*** TEXT FOR ANALYSIS ***

Stereolithography is a unique process of creating three-dimensional objects with a computer within a few hours. It is also called 3D printing, 3D layering or additive manufacturing.
It employs a novel technique to create a solid object in its entirety. The base is a drawing (CAD) and the computer uses the drawing to create the three dimensional object. The computer literally creates the object layer by layer and this is why it is also called additive manufacturing.
How it works?
A liquid polymer – like polyurethane resin or silicone rubber – forms the base for forming the solid plastic object.
The technician has to first design a CAD drawing of the desired object. The computer will then break up the CAD program into layers before ‘printing’ it on the material.
Indeed, the computer literally prints (or paints) the cross section pattern of the base of the object using the desired polymer in the vat. A thin layer is formed which quickly hardens when exposed to the computer-controlled laser beam. The computer again traces another layer of the object and the liquid polymer hardens quickly enough on laser contact.
In this way, successive slices are constantly added one on top of the other, till the entire structure of the object is formed and solidifies. It has to be rinsed, cleaned and baked for proper curing.
This 3D printing computer is called a stereolithograph apparatus (SLA). It takes a minute or so to print a layer and a medium sized object can be ready within 6 hours or so. Bigger and more detailed objects can even take days.
In fact, stereolithography is only one of the forms of 3D printing objects. But it is the most popular technique as it makes rapid prototyping possible. You no longer have to wait for months to see how your invention will actually shape out. A sample can be ready for your perusal within a matter of hours. Changes and improvements also pan out faster and better.
Even mechanical engineers take advantage of this technology to verify the form or fit of a part (say screw or even a door handle) before putting it into mass production. And so do medical and manufacturing industries. The best part is that the samples or parts always turn out accurate and are durable too. And it is not to expensive either.
Indeed, all you have to now do is physically visualize a product to be able to turn it into a tangible reality! Just fall back on 3D printing and let the computer software and its ultraviolet laser tools do the job on the silicones or polyurethanes. It is actually quite exciting to watch how the liquid silicones or polyurethanes are quickly converted into different kinds of solid objects right in front of your eyes! All it takes is a little more finishing and you are ready to go!

*** End of TEXT FOR ANALYSIS ***

▸ TASKS TO PERFORM
- a) According to the stereolithography article, what is the 3D printing computer called?
- b) Write out the passage of the stereolithography article that begins at the words "It employs a" and stops after the words "solid plastic object.".
The items have nothing to do with the stereolithography article.

*** DATA SUPPLIED ***

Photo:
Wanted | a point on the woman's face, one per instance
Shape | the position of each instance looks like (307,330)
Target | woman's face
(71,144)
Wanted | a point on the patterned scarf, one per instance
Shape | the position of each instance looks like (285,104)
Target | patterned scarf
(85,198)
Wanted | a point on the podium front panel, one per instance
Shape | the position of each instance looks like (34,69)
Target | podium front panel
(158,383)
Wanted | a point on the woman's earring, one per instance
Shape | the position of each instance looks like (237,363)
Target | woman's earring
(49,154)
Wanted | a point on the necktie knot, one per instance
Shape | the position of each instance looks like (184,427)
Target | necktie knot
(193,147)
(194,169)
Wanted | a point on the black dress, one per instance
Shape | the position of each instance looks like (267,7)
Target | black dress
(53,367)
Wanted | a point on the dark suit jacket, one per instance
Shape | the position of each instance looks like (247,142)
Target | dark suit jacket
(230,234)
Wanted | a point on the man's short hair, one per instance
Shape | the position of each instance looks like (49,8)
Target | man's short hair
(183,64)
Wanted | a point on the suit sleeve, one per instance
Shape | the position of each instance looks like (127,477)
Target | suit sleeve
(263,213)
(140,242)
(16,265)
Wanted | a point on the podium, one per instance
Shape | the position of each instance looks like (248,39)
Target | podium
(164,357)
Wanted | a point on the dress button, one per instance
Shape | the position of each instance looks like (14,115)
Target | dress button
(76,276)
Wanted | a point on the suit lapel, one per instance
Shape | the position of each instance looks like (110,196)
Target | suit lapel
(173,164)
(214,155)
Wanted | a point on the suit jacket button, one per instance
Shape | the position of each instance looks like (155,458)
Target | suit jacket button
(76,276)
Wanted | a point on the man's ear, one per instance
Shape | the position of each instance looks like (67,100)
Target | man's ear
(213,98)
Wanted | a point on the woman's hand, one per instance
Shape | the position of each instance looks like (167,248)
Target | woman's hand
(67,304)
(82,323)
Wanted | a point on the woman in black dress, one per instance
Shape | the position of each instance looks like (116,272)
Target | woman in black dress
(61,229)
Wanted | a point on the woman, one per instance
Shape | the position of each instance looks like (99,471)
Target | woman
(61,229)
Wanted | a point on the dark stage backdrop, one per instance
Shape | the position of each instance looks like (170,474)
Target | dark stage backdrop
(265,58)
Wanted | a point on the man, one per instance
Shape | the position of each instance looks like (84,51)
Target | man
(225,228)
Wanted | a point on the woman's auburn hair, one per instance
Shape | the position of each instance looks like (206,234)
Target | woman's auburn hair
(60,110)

*** End of DATA SUPPLIED ***

▸ RESPONSES
- a) A stereolithograph apparatus (SLA).

- b)
It employs a novel technique to create a solid object in its entirety. The base is a drawing (CAD) and the computer uses the drawing to create the three dimensional object. The computer literally creates the object layer by layer and this is why it is also called additive manufacturing.
How it works?
A liquid polymer – like polyurethane resin or silicone rubber – forms the base for forming the solid plastic object.